EXTRACTED TEXT:
━━━━━━━━━━━━━━━━

Dances with Angels

Germany is responsible for many of out most beloved Christmas traditions – Christmas markets, the Christmas tree, and Santa Claus (see previous post). One it did not invent is the Christmas carol – the French and Italians have a better claim to that. The German-speaking world has given us some of our most beautiful carols, however. Over the next few days, we’ll blog on a personal selection of our favourite German carols.

In Dulci Jubilo.

"Five Dancing Angels", by Giovanni Di Paolo, 1436.

“Five Dancing Angels”, by Giovanni Di Paolo, 1436.

Meaning “In Sweet Rejoicing”, the original text was written by the medieval German mystic, Heinrich Seuse (known as Henry Suso in English), who spent his life preaching in southern Germany and Switzerland before dying in Ulm in Bavaria in 1366. It alternates between German and Latin, and recounts a supernatural encounter.

Heinrich Seuse.

Heinrich Seuse.

Seuse claimed that, alone in his room one night in 1328, he was visited by angels, who dragged him from his bed and … er … insisted that he party with them. Maybe they were freshman angels. As they danced, the angels taught him the song that we know as In Dulci Jubilo.

━━━━━━━━━━━━━━━━

EXTRACTED DATA:

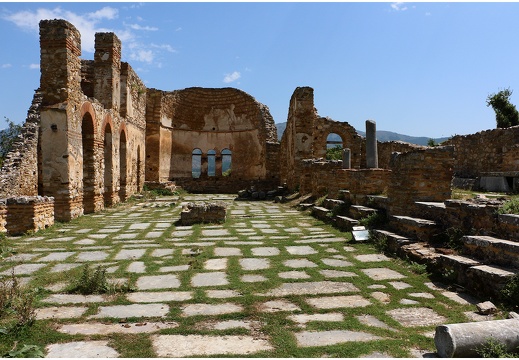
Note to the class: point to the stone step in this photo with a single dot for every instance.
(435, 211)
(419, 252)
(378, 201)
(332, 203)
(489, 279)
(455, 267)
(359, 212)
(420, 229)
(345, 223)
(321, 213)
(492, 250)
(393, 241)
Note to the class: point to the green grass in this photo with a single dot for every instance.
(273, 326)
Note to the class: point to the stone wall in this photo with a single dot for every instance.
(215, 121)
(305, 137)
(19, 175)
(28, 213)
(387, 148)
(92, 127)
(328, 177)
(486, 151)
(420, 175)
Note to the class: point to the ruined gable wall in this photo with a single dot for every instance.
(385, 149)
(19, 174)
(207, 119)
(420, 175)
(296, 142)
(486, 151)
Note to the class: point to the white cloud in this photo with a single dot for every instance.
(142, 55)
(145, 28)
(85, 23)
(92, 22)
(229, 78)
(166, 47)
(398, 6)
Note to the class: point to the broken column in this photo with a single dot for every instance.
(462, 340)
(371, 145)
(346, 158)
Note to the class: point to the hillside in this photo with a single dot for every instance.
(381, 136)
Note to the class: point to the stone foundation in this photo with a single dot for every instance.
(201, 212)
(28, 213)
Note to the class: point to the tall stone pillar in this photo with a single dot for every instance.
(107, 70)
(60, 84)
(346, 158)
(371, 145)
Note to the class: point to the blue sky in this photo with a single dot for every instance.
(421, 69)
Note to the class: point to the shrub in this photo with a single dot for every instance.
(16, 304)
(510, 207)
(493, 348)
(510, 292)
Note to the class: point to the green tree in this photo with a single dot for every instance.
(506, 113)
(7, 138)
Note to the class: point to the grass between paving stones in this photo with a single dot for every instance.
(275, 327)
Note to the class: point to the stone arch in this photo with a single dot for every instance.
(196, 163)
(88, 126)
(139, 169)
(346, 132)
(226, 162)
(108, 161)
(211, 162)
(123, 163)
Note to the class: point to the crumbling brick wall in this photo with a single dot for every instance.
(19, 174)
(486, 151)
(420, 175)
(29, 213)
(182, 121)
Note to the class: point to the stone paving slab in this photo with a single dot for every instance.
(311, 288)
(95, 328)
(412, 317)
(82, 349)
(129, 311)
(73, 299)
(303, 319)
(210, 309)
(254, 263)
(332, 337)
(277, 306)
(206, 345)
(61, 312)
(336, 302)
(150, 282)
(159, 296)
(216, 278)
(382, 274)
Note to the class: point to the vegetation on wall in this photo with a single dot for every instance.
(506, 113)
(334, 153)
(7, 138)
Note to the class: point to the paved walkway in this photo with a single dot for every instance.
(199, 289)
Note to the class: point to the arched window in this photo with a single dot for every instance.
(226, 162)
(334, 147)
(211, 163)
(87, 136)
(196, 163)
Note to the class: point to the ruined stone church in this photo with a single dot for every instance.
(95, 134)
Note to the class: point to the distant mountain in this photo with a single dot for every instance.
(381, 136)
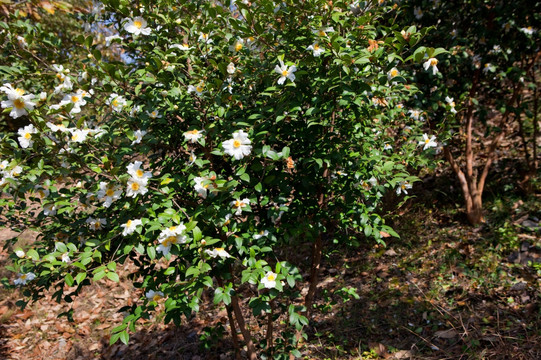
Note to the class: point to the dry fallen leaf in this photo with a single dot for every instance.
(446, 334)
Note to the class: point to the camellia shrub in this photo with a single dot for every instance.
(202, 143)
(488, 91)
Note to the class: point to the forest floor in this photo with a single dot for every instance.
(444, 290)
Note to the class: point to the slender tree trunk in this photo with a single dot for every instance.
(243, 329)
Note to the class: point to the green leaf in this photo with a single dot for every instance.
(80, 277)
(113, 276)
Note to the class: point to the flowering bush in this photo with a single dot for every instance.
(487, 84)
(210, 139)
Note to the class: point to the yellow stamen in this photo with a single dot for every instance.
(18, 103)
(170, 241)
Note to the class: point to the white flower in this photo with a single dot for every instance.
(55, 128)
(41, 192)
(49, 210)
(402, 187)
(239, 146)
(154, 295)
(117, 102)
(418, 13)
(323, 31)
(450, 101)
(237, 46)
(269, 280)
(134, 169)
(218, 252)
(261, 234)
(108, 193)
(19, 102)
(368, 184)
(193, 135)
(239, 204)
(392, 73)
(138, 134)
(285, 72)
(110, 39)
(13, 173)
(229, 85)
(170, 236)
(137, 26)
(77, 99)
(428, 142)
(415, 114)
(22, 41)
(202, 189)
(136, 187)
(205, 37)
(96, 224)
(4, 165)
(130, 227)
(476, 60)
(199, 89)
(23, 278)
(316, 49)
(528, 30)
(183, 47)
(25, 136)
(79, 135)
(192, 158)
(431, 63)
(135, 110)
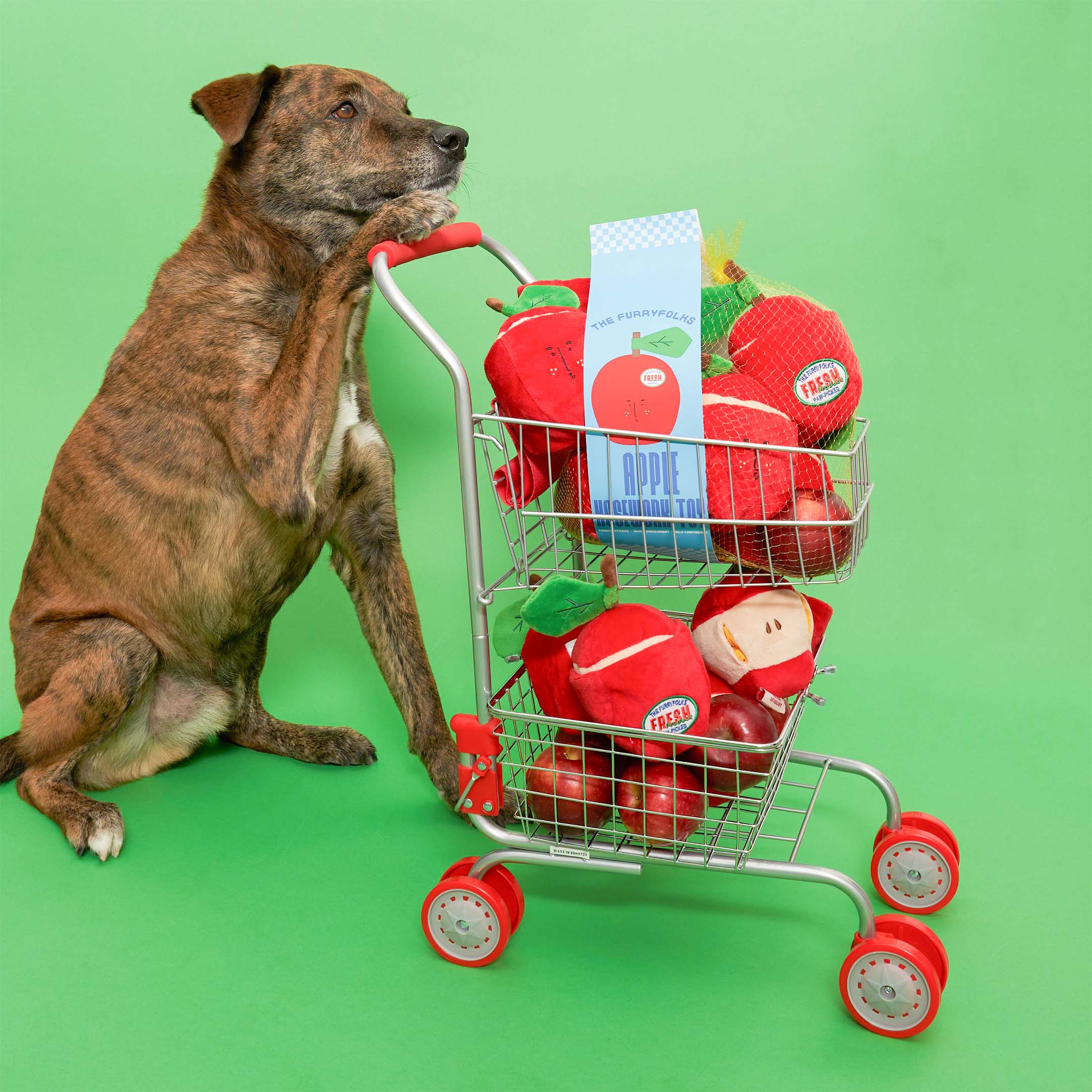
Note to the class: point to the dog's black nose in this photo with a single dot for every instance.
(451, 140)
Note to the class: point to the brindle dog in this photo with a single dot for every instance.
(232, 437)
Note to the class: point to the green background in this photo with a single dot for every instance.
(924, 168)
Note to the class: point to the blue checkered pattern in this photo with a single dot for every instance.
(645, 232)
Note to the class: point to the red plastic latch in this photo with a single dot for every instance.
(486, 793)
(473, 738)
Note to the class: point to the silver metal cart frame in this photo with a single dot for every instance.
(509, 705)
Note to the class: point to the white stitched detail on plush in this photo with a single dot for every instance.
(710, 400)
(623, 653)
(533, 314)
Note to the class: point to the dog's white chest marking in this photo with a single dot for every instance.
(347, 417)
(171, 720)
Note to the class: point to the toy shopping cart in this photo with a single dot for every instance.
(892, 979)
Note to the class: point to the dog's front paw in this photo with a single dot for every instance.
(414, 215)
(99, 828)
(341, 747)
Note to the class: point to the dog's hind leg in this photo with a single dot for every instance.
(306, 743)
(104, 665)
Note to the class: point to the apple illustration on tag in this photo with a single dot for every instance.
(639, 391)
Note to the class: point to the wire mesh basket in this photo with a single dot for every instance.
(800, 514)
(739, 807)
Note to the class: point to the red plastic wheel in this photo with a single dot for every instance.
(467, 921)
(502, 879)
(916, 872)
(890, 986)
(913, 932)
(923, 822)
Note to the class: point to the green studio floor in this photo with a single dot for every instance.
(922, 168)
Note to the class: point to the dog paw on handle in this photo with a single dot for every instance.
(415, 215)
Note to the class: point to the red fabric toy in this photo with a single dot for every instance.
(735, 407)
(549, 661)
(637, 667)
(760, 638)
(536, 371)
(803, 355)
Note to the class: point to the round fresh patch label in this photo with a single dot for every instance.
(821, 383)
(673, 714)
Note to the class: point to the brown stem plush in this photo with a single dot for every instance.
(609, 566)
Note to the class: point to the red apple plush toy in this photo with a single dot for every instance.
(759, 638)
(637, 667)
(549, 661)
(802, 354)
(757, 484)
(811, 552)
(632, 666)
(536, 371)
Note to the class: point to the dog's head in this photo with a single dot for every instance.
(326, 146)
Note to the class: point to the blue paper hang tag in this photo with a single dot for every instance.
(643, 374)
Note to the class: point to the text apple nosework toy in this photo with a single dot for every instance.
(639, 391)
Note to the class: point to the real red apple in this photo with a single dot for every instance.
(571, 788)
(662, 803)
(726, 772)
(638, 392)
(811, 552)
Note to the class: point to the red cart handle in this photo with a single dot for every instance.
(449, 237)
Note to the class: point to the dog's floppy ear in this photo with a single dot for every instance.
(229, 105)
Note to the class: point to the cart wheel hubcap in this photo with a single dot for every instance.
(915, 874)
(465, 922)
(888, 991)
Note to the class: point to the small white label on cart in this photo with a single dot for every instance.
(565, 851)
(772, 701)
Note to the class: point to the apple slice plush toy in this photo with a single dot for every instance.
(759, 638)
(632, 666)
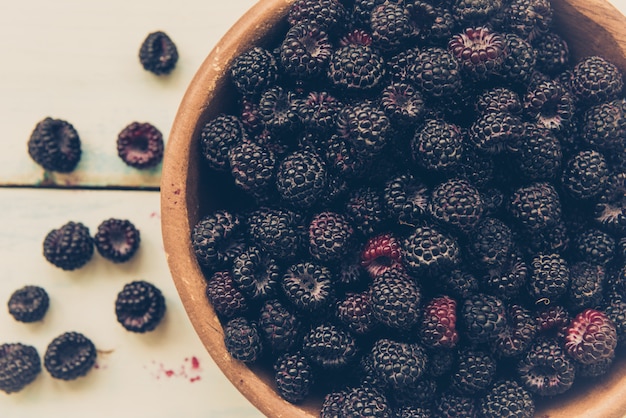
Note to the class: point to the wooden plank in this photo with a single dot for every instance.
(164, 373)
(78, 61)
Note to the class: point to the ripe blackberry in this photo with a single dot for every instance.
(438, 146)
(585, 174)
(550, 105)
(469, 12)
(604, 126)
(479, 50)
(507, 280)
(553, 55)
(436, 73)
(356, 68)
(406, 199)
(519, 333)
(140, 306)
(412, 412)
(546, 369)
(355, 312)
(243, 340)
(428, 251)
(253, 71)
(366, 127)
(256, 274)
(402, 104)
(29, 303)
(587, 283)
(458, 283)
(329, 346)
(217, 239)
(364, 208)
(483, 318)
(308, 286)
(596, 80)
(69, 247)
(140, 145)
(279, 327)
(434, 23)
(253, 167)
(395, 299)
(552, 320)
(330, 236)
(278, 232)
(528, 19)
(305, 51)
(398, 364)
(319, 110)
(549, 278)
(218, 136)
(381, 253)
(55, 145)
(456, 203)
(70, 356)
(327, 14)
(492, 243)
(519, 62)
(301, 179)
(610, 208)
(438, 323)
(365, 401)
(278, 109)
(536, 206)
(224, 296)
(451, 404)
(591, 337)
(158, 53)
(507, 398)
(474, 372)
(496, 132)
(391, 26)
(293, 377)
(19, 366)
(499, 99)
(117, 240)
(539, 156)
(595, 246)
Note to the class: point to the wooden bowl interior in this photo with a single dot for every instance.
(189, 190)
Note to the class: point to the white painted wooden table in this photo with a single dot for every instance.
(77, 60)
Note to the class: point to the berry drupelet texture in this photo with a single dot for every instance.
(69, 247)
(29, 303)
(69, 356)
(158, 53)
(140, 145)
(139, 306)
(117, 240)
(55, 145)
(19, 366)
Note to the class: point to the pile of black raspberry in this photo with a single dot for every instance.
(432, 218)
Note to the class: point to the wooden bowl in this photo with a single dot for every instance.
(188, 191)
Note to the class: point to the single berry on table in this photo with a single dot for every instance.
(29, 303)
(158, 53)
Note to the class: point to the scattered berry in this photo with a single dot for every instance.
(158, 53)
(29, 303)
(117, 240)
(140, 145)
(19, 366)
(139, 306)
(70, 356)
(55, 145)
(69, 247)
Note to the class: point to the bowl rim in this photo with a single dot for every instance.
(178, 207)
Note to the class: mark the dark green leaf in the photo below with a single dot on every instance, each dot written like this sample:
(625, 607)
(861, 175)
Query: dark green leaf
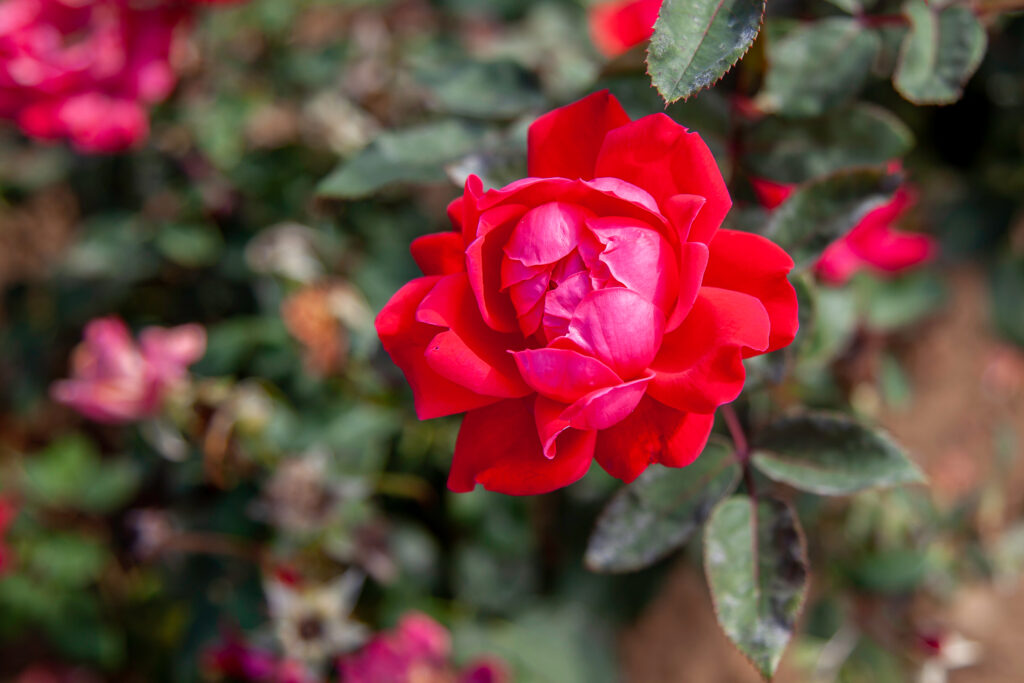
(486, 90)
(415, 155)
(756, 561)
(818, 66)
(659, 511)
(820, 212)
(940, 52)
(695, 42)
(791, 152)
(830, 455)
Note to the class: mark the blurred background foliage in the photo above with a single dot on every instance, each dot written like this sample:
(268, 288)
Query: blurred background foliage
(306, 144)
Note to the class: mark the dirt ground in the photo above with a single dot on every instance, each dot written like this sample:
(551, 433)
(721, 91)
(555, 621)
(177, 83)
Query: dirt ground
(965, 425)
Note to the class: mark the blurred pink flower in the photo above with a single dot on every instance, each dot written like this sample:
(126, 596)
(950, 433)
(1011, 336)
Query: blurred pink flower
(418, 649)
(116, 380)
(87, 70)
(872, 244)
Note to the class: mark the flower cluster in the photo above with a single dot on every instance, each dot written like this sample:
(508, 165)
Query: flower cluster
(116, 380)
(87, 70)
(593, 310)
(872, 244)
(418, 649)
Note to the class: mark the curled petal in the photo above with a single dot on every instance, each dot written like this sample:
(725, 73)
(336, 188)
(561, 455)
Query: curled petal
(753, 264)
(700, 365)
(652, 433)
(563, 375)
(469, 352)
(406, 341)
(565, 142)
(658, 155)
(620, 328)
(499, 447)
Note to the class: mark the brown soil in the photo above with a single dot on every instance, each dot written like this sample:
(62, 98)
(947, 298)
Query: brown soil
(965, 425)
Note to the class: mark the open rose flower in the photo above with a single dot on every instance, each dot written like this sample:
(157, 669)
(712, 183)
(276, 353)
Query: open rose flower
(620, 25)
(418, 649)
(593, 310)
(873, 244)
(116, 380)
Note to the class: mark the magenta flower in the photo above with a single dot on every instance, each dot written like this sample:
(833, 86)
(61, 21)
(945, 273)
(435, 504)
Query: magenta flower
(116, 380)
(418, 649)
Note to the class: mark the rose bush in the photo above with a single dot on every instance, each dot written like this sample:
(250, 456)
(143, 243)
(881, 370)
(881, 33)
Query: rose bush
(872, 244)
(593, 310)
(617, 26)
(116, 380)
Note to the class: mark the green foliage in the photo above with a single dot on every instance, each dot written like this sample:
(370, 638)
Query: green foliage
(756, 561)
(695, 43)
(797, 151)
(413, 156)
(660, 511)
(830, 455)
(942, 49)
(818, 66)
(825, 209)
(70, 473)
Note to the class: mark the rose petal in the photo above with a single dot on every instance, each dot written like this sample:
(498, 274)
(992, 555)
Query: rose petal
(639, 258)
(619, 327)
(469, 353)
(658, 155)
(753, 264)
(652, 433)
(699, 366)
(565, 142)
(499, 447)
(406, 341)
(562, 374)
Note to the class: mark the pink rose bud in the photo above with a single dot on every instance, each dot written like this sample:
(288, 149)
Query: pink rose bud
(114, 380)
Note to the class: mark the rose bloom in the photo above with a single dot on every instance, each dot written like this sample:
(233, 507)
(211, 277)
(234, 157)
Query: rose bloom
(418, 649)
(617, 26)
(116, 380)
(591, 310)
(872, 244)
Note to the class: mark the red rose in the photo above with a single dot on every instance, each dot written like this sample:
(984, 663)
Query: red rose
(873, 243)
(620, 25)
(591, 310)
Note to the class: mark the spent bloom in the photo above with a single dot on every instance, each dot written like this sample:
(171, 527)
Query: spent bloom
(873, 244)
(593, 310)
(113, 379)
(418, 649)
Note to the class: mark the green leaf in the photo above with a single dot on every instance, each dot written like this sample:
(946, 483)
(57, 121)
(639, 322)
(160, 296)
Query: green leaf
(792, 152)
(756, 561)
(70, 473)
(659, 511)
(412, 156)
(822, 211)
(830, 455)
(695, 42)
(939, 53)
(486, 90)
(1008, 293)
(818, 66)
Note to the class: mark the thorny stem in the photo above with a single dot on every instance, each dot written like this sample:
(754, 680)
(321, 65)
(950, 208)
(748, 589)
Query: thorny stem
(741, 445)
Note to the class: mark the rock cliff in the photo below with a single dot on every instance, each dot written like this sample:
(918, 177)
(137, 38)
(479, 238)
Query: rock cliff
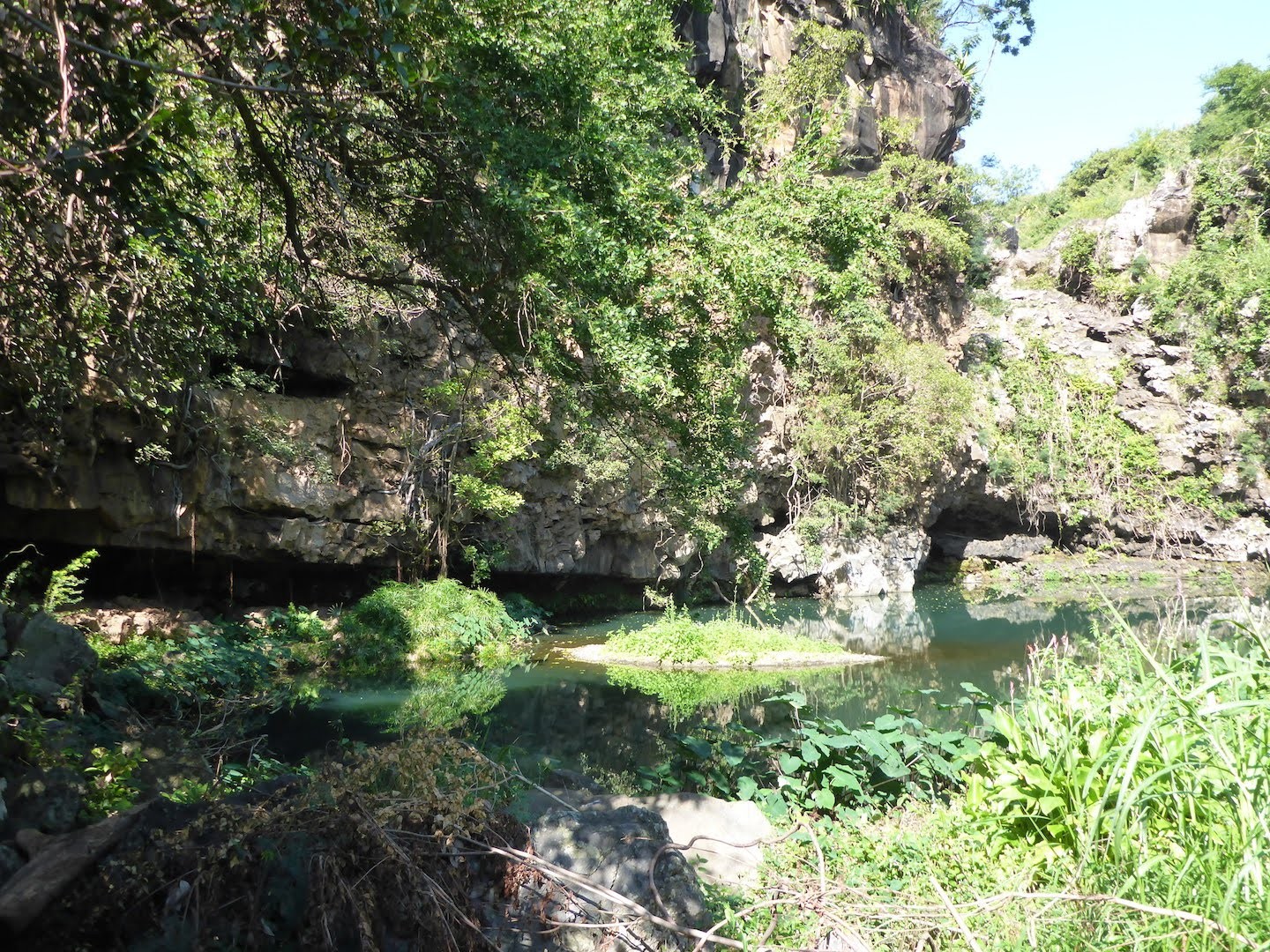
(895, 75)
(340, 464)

━━━━━━━━━━━━━━━━

Summarize the text on the carol In Dulci Jubilo in two sentences.

Germany did not invent the Christmas carol, but the German-speaking world produced some of the most beautiful ones, and a selection of favorite German carols opens with In Dulci Jubilo, meaning "In Sweet Rejoicing." Its original text, which alternates between German and Latin, was written by the medieval mystic Heinrich Seuse, who claimed that one night in 1328 angels dragged him from his bed to dance with them and taught him the song.